### Texte à lire:
Tour à tour plasticien, actrice, modèle, danseur, performeur, diva éventuellement, Jean-Luc Verna déploie son oeuvre depuis près de 20 ans, avec le dessin comme colonne vertébrale. Au micro de Manou Farine, Jean-Luc Verna retrace les contours de ce parcours artistique polymorphe.
Je viens de la rue, et maintenant, je suis dans les musées. Le dénominateur commun, c'est mon corps.
Jean-Luc Verna
Sous le signe des étoiles
La masterclasse de Jean-Luc Verna est placée sous le signe de l'étoile, qui se retrouve partout dans son oeuvre depuis ses débuts, il y a vingt-ans. Tout au long de cette heure, Jean-Luc Verna tisse les contours de son oeuvre, qui tend à lier la culture populaire, à l'érudition. De sa définition du dessin, à la pratique de la danse, jusqu'à l'utilisation du calque comme procédé vernaculaire, Jean-Luc Verna nous livre son processus de création, en convoquant ici et là, les figures de Marguerite Duras, Barbara ou encore Siouxsie Sioux. Plus de 20 ans de carrière, et autant de pratiques artistiques, qui se nourrissent entre elles, pour former un écho général dans son oeuvre polymorphe.
L’étoile est un symbole transversal, trans-historique, un signe que l’on retrouve dans l’architecture, les arts de la table, les jouets, des choses vernaculaires et érudites à la fois. Une étoile a cinq branches, c’est une figuration du corps humain. C’est une pensée magique contre une pensée religieuse, le combat de l’étoile contre la croix catholique.
Jean-Luc Verna
La pratique du dessin comme une bulle de résistance
Avant que le dessin ne s'impose, Jean-Luc Verna a fait un détour par la peinture, lors de sa formation à la Villa Arson à Nice, au début des années 1990. C'est en 1992 que la Galerie Air de Paris l'a pris sous son aile, une période où il n'y avait aucun marché du dessin. Les années qui suivirent, son dessin a connu plusieurs étapes, une série d'opérations : un premier dessin, puis calqué, puis photocopié, puis transféré sur différents supports avant de le reprendre, et de le rehausser.
La pratique du dessin a été mon premier refuge pour créer une bulle de résistance contre le bain acide et d’humiliation dans lequel je suis venu au monde. (...) Mais danser a été mon premier rêve d'art, j'ai fait du dessin par défaut. Durant mes premières années de pratique, j'étais un stakhanoviste, je dessinais 5 à 6 heures par jour, je montais mes gammes. Je me nourrissais auprès de mes maîtres, d'Ingres à Michel-Ange. Mais je ne me nourri plus qu'à la moitié de ce que je déteste. Il faut se rendre perméable au savoir, et pouvoir s'en détacher, sinon on est faiseur. Il faut savoir oublier ce qu'on a appris. (...) J'aime que le dessin soit quelque chose de magique, il faut savoir le transformer comme je le fais avec mon corps. On a cru pendant les premières années de ma carrière, que mes dessins étaient uniquement des emprunts car j'utilisais du calque. (...) Or le procédé du calque est une béquille pour boiter magnifiquement et pour avoir une belle démarche.

### Lignes de données:
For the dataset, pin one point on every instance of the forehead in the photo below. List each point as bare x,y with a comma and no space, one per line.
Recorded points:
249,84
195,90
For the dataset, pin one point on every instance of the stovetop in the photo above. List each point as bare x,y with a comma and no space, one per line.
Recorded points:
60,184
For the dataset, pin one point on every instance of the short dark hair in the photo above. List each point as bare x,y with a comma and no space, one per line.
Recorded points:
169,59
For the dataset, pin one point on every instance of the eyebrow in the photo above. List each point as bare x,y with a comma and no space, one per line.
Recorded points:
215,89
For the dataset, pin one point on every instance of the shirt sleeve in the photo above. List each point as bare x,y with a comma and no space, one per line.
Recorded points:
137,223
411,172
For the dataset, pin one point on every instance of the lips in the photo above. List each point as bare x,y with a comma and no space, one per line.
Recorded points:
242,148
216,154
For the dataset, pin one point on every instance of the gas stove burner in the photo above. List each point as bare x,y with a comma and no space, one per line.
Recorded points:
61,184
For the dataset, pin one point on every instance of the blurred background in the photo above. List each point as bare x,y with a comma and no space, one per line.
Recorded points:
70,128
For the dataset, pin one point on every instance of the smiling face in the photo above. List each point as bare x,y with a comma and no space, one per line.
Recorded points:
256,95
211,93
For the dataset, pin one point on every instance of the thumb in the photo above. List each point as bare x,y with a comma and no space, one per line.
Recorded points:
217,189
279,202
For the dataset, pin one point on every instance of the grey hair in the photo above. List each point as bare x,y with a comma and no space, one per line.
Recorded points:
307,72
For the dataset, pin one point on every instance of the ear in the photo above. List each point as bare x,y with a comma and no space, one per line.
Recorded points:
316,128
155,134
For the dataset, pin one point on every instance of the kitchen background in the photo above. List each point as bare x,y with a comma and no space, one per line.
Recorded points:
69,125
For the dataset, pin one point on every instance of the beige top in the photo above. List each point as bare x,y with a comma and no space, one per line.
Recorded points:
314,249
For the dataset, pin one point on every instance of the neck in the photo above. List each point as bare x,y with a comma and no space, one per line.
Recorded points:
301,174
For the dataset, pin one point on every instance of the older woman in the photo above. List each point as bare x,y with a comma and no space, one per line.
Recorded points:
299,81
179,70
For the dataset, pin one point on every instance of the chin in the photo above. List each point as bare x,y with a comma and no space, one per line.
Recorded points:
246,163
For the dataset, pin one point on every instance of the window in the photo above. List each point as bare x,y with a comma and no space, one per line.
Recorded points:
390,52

### Consigne de l'exercice:
Résumez en deux phrases le texte consacré à Jean-Luc Verna.

### Réponse attendue:
Tour à tour plasticien, danseur et performeur, Jean-Luc Verna déploie depuis près de vingt ans une œuvre polymorphe qui a le dessin pour colonne vertébrale et où revient partout l'étoile, symbole à la fois vernaculaire et érudit. Formé à la Villa Arson à Nice au début des années 1990 et pris sous son aile par la Galerie Air de Paris en 1992, il voit dans le dessin son premier refuge, une bulle de résistance, et dans le calque une béquille pour « boiter magnifiquement ».